**EXPLORE THE MATERIAL**
1 > Answer these questions using the article about Vanderbilt's CEO and healthcare waste.
(a) How much annual U.S. healthcare waste does the article say is estimated?
(b) At what event did Balser testify on Tuesday?
(c) In Balser's infection example, as many as how many effective antibiotics might the offending organism be sensitive to?
2 > Extend the article about Vanderbilt's CEO and healthcare waste, picking up after its last sentence.

Vanderbilt CEO sees clinical decision support as key to cutting healthcare waste

Clinicians need timely information to help them make value-based choices that consider cost and quality, says Jeff Balser, MD.

If the U.S. hopes to reduce an estimated $1 trillion in annual healthcare waste, the industry must do a better job of getting information to clinicians via decision support systems so they can provide value-based care to patients, contends Jeff Balser, MD, CEO of Vanderbilt University Medical Center.

According to Balser, the largest sources of America’s healthcare waste are “unnecessary services” that would be labeled “sloppiness” in most other industries. In particular, he charges that provider organizations do not systematically manage what tests are ordered for patients and which drugs are administered. As a result, Balser believes quality and cost are not being optimized.

“The root causes are predominantly system failures in our ability to effectively communicate—not only in transmitting the key information about our patients and the care they are receiving, but also shortcomings in the decision support that clinicians need to provide care that is timely and cost-effective—within and across our healthcare systems,” Balser testified on Tuesday before a Senate health committee hearing on reducing healthcare costs.

While he made it clear to lawmakers that the drugs and tests physicians are generally ordering are not “wrong or bad” for patients, Balser made the case that “too often we fail to systematically provide timely information to help clinicians make value‐based choices.”

He gave the example of a common infection in which the “offending organism may be sensitive to as many as 10 antibiotics that are all effective, yet the range of prices for those drugs could differ by a factor of 10 or even 100—and the healthcare team often will have little information on those details.”

To address this information shortfall, Balser contends that clinical decision support systems—like the one implemented by Vanderbilt University Medical Center—can help guide physicians when choosing certain drugs or tests.

**DATASET EXTRACT**
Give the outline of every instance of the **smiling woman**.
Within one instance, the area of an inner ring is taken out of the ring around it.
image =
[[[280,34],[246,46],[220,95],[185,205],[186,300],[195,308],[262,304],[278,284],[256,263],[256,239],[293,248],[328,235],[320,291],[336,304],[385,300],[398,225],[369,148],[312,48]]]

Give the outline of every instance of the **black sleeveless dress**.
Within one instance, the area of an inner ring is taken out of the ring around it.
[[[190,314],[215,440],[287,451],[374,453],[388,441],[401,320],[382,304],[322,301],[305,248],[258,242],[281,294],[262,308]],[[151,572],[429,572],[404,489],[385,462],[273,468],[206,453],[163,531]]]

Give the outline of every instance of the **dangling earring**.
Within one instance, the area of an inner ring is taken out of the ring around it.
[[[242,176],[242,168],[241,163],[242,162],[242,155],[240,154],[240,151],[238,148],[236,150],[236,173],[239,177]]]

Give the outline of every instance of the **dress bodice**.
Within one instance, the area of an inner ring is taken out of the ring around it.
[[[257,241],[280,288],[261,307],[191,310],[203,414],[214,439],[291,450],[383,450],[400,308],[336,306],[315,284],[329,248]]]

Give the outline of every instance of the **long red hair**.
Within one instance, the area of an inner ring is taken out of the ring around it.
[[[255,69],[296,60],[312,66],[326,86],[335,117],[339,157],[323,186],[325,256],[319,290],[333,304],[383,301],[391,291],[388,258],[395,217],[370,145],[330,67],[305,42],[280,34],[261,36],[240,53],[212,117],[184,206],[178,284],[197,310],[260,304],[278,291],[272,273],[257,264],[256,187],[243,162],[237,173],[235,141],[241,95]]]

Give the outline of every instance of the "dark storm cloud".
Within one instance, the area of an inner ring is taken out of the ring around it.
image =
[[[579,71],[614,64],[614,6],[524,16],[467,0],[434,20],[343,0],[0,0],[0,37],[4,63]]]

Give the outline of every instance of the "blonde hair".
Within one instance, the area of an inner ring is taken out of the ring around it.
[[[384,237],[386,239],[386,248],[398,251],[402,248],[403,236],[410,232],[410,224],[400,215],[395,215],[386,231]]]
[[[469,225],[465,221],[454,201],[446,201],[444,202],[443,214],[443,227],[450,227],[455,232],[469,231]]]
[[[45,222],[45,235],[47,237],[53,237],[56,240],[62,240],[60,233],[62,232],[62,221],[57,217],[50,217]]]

**ANSWERS FOR THE EXERCISE**
1 >
(a) An estimated $1 trillion.
(b) A Senate health committee hearing on reducing healthcare costs.
(c) As many as 10.

2 >
“At Vanderbilt, our pioneering efforts to develop one of the first health information systems capable of delivering this kind of information to the bedside dates to the late 1990s,” he testified. “However, we learned early on that technology alone is not sufficient to change practice. Over the years, we’ve also engaged our clinicians to help us formulate the best practice, guided by a clinician‐led pharmacy and therapeutics committee. Importantly, our clinicians can override the electronic decision support based on their view of the clinical situation.”

Also See: Vanderbilt execs say system is ready for transition to Epic platform

Balser told the Senate committee that providing the information physicians need at the point of care—through the clinical decision support and electronic health record systems as well as people and process—is yielding significant results for Vanderbilt.

“Since 2010, inpatient drug expense—even corrected for discharge volume and disease severity—has more than doubled across teaching hospitals in America that as a group perform the nation’s most complex care,” testified Balser. “Over this time, Vanderbilt has managed to hold costs well below the national median, saving about $35 million a year. Given the success, we’ve begun to expand the same practice to diagnostic test ordering—an even larger opportunity. In one example, genetic testing, we’ve already estimated that $1 million in annual costs can be saved.”